[Your assignment]: Where the string "pole" appears in a line of the data, show that line.

[Dataset records]:

------------

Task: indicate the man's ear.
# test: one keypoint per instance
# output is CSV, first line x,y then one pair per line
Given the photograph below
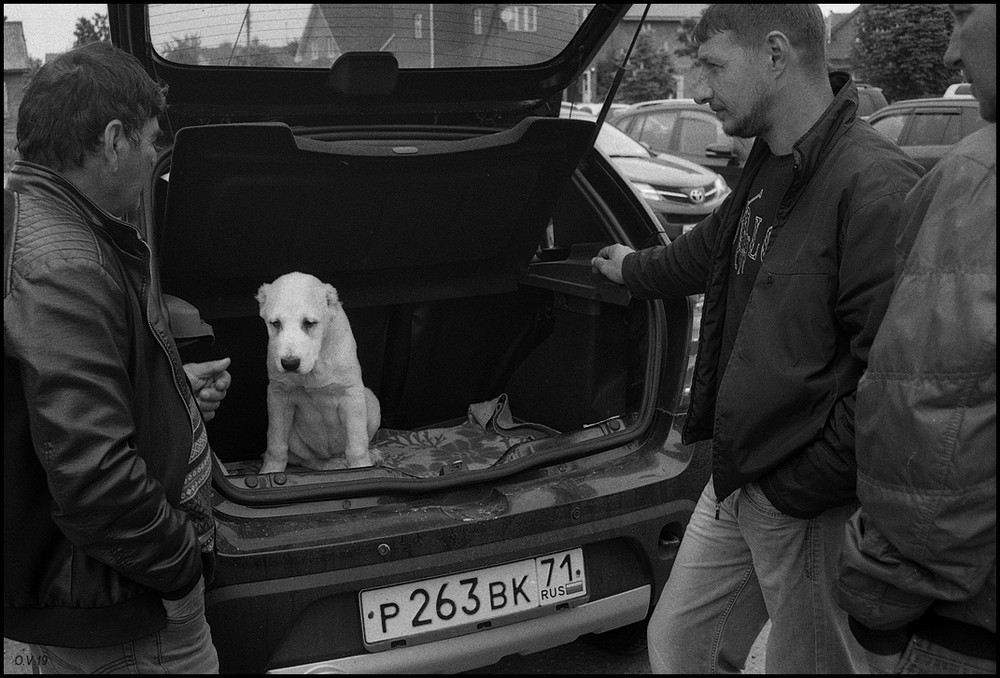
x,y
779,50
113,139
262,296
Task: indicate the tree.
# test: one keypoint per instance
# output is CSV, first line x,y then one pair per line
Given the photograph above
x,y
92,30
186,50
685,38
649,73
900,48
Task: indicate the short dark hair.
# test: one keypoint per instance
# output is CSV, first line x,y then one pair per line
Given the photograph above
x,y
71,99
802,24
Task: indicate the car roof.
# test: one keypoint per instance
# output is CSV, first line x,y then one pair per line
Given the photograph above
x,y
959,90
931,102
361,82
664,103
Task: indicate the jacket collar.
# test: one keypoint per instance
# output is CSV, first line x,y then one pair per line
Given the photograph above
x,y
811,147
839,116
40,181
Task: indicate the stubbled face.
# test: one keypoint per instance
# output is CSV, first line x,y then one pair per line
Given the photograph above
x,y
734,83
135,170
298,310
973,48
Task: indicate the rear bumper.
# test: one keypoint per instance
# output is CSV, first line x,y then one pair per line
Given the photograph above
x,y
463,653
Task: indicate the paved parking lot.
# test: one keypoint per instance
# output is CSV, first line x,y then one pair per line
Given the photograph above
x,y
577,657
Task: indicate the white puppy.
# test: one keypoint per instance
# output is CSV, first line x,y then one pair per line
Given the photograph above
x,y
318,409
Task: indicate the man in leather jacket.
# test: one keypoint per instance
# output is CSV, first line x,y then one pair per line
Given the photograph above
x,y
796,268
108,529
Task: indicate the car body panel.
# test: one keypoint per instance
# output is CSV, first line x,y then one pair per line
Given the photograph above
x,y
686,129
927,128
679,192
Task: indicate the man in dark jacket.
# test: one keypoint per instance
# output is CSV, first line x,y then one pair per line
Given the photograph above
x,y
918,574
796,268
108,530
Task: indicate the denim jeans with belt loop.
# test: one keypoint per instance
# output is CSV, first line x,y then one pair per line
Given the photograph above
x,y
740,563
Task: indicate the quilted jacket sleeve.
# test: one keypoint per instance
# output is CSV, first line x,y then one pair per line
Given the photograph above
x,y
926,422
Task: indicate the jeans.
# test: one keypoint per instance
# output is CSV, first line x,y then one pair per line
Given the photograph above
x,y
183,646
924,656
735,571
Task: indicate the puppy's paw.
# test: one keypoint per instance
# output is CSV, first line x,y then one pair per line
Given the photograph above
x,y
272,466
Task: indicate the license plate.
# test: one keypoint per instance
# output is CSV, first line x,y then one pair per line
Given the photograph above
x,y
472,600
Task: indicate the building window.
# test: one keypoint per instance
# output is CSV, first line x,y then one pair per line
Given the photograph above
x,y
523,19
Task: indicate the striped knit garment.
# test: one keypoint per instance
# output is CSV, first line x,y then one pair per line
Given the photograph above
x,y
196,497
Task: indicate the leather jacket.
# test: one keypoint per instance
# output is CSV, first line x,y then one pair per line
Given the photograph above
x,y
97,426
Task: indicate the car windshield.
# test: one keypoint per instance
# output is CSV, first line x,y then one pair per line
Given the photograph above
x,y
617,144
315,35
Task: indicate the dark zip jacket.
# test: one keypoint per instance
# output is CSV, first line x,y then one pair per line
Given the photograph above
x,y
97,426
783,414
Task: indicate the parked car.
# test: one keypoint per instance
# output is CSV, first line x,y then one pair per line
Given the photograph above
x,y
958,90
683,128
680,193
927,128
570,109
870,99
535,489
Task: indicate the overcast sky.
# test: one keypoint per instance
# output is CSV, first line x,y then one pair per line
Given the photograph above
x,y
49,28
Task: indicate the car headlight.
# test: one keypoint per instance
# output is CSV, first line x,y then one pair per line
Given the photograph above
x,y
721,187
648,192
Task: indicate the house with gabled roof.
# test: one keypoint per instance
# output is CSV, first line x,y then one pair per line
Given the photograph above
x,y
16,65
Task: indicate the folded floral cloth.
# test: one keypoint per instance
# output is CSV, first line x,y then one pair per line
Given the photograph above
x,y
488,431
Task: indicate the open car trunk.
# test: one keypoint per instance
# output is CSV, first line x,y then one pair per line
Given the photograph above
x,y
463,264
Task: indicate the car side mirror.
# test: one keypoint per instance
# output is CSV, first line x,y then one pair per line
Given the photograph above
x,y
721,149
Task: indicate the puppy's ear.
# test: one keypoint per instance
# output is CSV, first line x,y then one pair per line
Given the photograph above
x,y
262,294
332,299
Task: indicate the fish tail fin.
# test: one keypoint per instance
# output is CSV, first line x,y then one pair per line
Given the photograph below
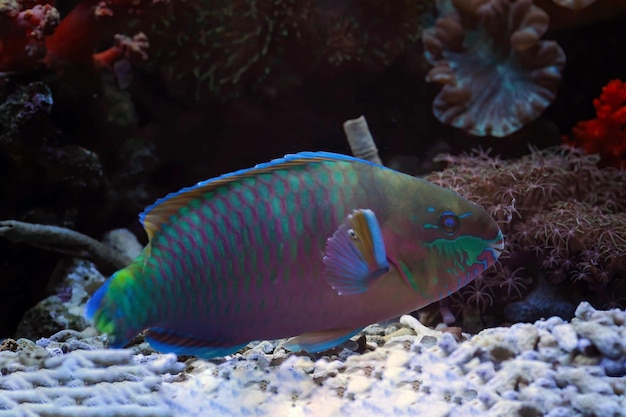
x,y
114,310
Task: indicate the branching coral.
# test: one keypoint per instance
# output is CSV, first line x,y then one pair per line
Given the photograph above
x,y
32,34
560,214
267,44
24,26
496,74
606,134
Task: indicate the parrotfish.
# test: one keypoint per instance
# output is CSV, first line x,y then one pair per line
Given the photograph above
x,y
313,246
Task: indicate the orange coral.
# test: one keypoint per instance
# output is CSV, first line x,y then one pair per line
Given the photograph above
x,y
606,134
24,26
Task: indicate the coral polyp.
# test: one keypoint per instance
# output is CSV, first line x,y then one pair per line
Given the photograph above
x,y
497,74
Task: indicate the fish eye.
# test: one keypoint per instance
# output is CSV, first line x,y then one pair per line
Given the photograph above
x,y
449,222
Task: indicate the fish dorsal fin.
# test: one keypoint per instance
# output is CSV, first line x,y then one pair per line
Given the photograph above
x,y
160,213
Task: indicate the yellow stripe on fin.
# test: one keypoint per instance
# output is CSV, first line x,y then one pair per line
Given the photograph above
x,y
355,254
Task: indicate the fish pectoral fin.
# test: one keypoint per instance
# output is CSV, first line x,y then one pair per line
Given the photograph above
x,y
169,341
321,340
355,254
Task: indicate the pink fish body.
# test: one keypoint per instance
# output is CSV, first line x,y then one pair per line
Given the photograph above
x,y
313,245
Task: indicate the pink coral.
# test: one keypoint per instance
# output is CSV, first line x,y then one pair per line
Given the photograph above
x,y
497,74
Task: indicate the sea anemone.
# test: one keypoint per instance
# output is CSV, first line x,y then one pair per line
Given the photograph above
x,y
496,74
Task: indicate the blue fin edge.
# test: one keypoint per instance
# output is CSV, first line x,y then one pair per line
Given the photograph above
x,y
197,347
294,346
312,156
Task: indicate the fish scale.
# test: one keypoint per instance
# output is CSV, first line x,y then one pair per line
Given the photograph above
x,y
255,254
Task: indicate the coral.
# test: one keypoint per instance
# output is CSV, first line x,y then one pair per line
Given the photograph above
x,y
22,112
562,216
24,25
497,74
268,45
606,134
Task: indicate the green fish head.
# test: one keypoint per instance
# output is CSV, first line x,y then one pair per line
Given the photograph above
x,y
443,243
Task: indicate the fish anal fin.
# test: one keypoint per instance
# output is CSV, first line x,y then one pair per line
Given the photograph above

------------

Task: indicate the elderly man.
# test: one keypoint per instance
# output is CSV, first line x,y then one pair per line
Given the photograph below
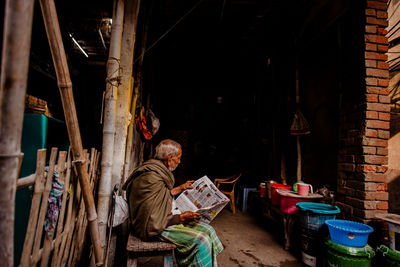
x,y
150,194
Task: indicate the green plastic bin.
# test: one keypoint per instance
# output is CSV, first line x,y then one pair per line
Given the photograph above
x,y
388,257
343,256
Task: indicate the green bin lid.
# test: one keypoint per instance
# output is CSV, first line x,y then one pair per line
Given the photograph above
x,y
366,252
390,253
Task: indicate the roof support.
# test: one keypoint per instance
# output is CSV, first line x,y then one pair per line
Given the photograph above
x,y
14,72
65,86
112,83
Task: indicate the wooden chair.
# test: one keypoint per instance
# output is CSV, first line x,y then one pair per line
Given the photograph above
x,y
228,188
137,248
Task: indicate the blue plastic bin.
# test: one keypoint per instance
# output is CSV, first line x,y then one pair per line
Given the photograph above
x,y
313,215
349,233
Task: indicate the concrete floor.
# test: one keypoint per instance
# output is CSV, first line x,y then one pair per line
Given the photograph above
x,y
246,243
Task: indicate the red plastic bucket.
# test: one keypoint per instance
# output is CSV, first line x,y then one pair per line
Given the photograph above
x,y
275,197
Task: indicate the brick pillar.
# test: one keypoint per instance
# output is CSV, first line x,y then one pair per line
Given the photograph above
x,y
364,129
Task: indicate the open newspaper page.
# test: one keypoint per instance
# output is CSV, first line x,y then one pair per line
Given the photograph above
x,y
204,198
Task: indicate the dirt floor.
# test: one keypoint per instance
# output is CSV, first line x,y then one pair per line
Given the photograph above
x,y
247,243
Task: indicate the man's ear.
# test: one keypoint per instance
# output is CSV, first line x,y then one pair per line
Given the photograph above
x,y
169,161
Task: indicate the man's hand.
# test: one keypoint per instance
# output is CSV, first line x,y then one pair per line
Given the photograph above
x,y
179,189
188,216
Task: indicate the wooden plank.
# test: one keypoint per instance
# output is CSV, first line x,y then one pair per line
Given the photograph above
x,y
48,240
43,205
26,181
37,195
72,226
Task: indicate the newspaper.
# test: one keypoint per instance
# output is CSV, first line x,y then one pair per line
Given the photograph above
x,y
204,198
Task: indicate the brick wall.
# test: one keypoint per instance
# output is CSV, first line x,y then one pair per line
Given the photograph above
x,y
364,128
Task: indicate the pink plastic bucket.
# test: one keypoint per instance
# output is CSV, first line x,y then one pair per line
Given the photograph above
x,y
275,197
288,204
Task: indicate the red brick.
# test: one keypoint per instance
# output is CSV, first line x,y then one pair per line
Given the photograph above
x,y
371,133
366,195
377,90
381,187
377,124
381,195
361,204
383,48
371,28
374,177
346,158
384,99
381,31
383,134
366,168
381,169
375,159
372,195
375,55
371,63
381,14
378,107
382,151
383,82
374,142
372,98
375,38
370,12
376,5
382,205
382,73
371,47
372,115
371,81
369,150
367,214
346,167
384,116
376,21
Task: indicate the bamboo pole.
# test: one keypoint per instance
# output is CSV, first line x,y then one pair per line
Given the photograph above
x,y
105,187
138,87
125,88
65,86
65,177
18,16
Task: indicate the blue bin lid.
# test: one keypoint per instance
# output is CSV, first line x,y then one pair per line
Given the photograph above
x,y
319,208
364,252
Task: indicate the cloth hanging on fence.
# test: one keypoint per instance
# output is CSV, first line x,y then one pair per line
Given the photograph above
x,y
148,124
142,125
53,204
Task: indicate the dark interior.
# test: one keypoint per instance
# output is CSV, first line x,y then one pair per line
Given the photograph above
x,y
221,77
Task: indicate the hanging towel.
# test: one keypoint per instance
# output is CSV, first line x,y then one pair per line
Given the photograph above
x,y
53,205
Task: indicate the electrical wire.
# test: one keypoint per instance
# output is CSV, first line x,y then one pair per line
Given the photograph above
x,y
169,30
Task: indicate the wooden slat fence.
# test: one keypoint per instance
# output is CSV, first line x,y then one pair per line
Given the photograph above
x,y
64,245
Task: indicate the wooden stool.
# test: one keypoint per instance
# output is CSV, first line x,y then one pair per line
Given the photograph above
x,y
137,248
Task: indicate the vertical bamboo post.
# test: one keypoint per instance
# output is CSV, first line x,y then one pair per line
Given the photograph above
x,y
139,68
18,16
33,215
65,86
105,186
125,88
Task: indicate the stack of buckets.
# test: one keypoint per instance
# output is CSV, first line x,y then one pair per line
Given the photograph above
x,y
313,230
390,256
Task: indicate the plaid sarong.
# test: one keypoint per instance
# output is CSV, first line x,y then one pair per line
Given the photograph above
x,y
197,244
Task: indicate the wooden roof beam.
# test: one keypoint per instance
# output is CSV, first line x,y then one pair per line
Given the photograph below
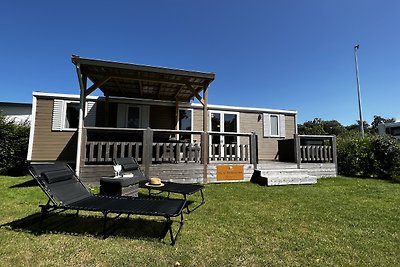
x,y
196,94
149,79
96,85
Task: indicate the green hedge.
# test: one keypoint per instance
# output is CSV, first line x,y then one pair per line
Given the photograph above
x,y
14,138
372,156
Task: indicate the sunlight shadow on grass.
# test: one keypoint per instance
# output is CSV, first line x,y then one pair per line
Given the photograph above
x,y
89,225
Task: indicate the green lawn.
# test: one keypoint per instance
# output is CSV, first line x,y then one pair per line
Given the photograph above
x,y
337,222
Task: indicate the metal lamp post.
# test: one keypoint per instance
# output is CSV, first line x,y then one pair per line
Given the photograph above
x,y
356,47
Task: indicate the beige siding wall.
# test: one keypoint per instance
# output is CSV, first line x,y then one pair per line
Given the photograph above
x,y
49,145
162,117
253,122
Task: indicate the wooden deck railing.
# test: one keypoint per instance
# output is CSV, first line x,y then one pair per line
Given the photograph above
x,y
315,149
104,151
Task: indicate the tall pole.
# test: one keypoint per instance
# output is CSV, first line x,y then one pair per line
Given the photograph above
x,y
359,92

------------

[Output of the exercise]:
Task: indicate the bamboo pole.
Task: indicate the tall pole.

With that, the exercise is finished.